*ARTICLE*
####################

SLVSA18A September 2009 – July 2015 TPS61161-Q1
PRODUCTION DATA.
The TPS61161-Q1 is a high-efficiency, high-output voltage boost converter in small package size, The device is ideal for driving up to 10 white LED in series. The serial LED connection provides even illumination by sourcing the same output current through all LEDs, eliminating the need for expensive factory calibration. The device integrates 40-V/0.7-A switch FET and operates in pulse width modulation (PWM) with 600kHz fixed switching frequency. For operation see the block diagram. The duty cycle of the converter is set by the error amplifier output and the current signal applied to the PWM control comparator. The control architecture is based on traditional current-mode control; therefore, a slope compensation is added to the current signal to allow stable operation for duty cycles larger than 50%. The feedback loop regulates the FB pin to a low reference voltage (200mV typical), reducing the power dissipation in the current sense resistor.
Soft-start circuitry is integrated into the IC to avoid a high inrush current during start-up. After the device is enabled, the voltage at FB pin ramps up to the reference voltage in 32 steps, each step takes 213 µs. This ensures that the output voltage rises slowly to reduce the input current. Additionally, for the first 5 ms after the COMP voltage ramps, the current limit of the switch is set to half of the normal current limit spec. During this period, the input current is kept below 400 mA (typical). See the start-up waveform of a typical example, Figure 9.
Open LED protection circuitry prevents IC damage as the result of white LED disconnection. The TPS61161-Q1 monitors the voltage at the SW pin and FB pin during each switching cycle. The circuitry turns off the switch FET and shuts down the IC as soon as the SW voltage exceeds the Vovp threshold and the FB voltage is less than half of regulation voltage for 8 clock cycles. As a result, the output voltage falls to the level of the input supply. The device remains in shutdown mode until it is enabled by toggling the CTRL pin logic. To allow the use of inexpensive low-voltage output capacitor, the TPS61161-Q1 has different open lamp protection thresholds to prevent the internal 40V FET from breaking down. The threshold is set at 38 V. The devices can be selected according to the number of external LEDs and their maximum forward voltage.
The TPS61161-Q1 enters shutdown mode when the CTRL voltage is logic low for more than 2.5 ms. During shutdown, the input supply current for the device is less than 1 µA (max). Although the internal FET does not switch in shutdown, there is still a dc current path between the input and the LEDs through the inductor and Schottky diode. The minimum forward voltage of the LED array must exceed the maximum input voltage to ensure that the LEDs remain off in shutdown. However, in the typical application with two or more LEDs, the forward voltage is large enough to reverse bias the Schottky and keep leakage current low.

####################

*RECORD EXTRACTS*
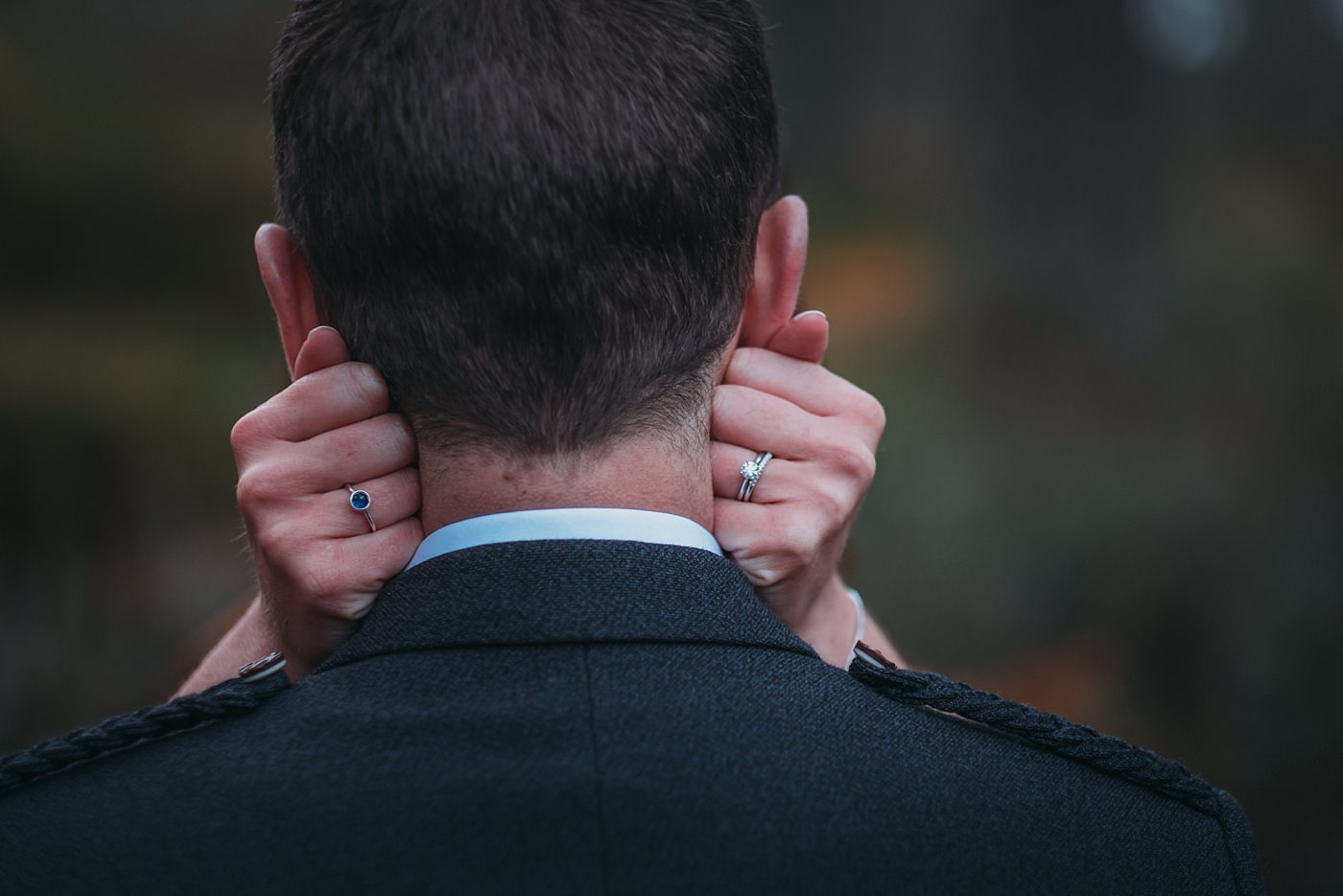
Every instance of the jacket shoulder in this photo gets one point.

####################

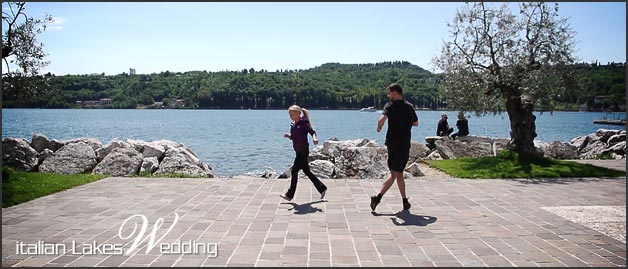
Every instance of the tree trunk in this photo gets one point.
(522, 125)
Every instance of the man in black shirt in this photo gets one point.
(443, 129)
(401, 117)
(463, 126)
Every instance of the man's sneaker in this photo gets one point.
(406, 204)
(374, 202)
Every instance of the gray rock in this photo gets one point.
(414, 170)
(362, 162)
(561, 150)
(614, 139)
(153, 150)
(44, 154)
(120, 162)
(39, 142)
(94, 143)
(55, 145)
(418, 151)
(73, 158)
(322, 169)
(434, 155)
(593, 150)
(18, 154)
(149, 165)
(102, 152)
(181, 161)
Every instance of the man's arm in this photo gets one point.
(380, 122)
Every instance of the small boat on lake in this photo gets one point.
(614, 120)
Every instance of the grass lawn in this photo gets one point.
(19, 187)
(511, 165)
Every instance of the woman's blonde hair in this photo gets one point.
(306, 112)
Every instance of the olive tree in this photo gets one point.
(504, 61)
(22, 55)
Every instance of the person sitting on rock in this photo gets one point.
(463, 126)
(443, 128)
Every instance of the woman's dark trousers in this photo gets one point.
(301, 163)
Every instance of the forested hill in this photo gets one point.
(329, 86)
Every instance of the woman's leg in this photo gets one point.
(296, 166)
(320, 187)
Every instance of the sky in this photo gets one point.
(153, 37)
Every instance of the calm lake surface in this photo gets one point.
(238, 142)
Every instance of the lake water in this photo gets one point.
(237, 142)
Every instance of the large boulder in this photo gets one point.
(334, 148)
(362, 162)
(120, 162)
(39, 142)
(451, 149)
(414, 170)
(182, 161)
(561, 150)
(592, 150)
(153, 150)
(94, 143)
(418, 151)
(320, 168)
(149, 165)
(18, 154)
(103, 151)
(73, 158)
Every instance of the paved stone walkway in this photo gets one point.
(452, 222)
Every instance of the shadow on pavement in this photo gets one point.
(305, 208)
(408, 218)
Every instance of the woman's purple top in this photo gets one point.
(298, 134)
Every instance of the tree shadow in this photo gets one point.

####################

*PROBLEMS*
1: Name every pin of the device that the boost converter description explicitly calls a pin.
2: Rewrite everything in the boost converter description from "Open LED protection" down to "maximum forward voltage.", changing "shutdown mode" to "standby mode".

*OUTPUTS FOR THE TASKS*
1: FB, SW, CTRL

2:
Open LED protection circuitry prevents IC damage as the result of white LED disconnection. The TPS61161-Q1 monitors the voltage at the SW pin and FB pin during each switching cycle. The circuitry turns off the switch FET and shuts down the IC as soon as the SW voltage exceeds the Vovp threshold and the FB voltage is less than half of regulation voltage for 8 clock cycles. As a result, the output voltage falls to the level of the input supply. The device remains in standby mode until it is enabled by toggling the CTRL pin logic. To allow the use of inexpensive low-voltage output capacitor, the TPS61161-Q1 has different open lamp protection thresholds to prevent the internal 40V FET from breaking down. The threshold is set at 38 V. The devices can be selected according to the number of external LEDs and their maximum forward voltage.